### Job
Take the line that contains "Q: Mark a point on every instance of the utility" as the first line and the last line of the material below as the final one; reproduce exactly the lines between, inclusive.

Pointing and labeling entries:
:::

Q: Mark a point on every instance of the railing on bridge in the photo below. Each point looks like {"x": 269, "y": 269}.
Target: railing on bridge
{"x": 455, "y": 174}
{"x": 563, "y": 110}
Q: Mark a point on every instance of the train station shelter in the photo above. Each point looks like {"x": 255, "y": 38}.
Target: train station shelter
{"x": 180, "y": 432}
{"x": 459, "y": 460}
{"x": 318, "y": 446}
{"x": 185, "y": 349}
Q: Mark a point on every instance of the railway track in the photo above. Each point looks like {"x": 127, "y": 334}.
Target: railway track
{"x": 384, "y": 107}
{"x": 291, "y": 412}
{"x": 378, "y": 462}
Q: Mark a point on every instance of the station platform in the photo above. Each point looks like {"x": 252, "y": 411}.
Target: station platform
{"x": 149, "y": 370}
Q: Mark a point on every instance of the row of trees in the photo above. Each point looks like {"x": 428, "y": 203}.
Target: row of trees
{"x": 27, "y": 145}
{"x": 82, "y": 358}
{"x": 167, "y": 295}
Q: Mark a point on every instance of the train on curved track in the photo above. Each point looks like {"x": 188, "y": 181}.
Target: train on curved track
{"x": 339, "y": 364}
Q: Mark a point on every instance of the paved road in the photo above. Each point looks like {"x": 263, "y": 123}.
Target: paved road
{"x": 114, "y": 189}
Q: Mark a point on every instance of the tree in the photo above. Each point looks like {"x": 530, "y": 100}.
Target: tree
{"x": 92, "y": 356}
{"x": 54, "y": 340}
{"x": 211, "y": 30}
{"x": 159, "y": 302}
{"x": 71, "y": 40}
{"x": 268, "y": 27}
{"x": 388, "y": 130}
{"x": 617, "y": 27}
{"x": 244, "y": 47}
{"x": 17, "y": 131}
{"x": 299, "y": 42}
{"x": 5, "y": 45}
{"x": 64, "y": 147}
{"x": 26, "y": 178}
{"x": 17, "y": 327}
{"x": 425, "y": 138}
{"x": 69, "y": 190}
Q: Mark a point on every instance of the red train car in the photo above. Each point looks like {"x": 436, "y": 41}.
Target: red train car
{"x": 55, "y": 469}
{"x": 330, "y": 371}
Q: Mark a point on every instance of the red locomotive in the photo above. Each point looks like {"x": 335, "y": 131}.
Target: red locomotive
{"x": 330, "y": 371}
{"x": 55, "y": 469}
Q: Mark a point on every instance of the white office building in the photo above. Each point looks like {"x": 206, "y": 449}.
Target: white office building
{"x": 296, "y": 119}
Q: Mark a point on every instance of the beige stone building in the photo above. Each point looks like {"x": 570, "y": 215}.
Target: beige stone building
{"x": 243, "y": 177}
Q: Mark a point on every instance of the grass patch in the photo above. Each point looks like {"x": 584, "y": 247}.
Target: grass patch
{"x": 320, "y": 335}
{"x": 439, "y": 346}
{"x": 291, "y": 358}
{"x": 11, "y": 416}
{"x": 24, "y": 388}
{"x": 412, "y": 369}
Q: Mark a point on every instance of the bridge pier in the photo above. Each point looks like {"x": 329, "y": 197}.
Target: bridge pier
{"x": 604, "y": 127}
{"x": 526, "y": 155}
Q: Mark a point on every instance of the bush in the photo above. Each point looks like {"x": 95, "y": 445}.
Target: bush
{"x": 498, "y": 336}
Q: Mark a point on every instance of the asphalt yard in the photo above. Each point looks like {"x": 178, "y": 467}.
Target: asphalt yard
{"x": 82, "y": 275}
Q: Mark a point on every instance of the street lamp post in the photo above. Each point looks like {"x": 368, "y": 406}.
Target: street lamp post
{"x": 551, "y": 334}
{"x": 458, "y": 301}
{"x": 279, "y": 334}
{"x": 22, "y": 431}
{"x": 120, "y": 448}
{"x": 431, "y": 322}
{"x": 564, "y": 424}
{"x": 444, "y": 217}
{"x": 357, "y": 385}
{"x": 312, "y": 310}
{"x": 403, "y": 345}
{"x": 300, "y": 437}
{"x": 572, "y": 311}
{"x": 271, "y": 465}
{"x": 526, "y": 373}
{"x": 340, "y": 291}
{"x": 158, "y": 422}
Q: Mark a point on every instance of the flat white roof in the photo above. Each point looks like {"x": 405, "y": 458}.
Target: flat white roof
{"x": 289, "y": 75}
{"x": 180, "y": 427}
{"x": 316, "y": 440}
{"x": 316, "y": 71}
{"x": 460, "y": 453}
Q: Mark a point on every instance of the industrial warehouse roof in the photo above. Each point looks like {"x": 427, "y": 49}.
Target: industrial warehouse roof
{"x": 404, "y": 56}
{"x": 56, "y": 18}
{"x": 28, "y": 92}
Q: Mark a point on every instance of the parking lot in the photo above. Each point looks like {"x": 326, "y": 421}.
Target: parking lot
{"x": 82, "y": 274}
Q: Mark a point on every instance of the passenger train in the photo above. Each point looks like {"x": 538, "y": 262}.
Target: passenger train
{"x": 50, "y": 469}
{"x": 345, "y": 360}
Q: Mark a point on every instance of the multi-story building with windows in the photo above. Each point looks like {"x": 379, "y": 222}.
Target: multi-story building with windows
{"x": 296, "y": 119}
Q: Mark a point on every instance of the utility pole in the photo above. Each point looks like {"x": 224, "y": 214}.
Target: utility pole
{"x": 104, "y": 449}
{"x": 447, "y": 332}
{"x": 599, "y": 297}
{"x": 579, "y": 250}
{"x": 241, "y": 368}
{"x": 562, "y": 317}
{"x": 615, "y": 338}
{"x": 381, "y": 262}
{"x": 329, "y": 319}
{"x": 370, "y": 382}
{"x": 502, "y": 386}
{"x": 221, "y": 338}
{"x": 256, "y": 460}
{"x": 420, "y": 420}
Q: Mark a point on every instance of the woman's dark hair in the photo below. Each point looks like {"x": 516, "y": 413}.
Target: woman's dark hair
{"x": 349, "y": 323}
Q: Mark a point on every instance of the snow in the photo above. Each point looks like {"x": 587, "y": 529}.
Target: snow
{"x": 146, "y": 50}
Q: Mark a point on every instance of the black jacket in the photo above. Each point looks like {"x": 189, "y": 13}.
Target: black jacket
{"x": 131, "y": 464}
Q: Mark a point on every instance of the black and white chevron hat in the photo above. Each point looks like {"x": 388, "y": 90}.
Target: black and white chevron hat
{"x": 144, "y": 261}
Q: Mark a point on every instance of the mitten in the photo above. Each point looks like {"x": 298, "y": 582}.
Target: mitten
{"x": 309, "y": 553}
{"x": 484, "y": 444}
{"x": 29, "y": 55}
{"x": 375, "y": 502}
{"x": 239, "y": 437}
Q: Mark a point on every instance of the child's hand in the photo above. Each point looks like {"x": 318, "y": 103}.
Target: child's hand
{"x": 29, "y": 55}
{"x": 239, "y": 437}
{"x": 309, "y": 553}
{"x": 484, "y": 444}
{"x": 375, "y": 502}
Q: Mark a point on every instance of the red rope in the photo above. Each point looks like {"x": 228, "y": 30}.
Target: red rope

:::

### Complete answer
Q: Mark a point on every instance of the utility pole in the photo above. Each point looks like {"x": 224, "y": 214}.
Target: utility pole
{"x": 104, "y": 449}
{"x": 447, "y": 332}
{"x": 599, "y": 297}
{"x": 579, "y": 250}
{"x": 241, "y": 368}
{"x": 562, "y": 317}
{"x": 615, "y": 338}
{"x": 381, "y": 262}
{"x": 329, "y": 319}
{"x": 370, "y": 382}
{"x": 502, "y": 386}
{"x": 221, "y": 338}
{"x": 256, "y": 460}
{"x": 420, "y": 420}
Q: Mark a point on every instance of the woman's dark hair in the photo below. Each point looks like {"x": 516, "y": 413}.
Target: woman's dark hair
{"x": 349, "y": 323}
Q: Mark a point on every instance of the snow in the photo above. Each point looks like {"x": 587, "y": 529}.
Target: snow
{"x": 146, "y": 50}
Q: Mark a point on every instance of the black jacket in the photo above. Each point looks like {"x": 189, "y": 13}.
Target: black jacket
{"x": 131, "y": 464}
Q: Mark a point on every instance of the black and white chevron hat in the photo above. Each point looks like {"x": 388, "y": 90}.
Target: black and white chevron hat
{"x": 144, "y": 261}
Q: Mark a point on every instance of the mitten in the photo above. Each point looks like {"x": 298, "y": 582}.
Target: mitten
{"x": 309, "y": 553}
{"x": 484, "y": 444}
{"x": 29, "y": 55}
{"x": 375, "y": 502}
{"x": 239, "y": 437}
Q: Mark a point on every instance of the child's hand in the photo above. Each point looks like {"x": 318, "y": 103}.
Target: child's hand
{"x": 29, "y": 55}
{"x": 239, "y": 437}
{"x": 309, "y": 553}
{"x": 484, "y": 444}
{"x": 375, "y": 502}
Q: Mark a point on every instance of the red rope in the photo above. Each point looks like {"x": 228, "y": 30}.
Target: red rope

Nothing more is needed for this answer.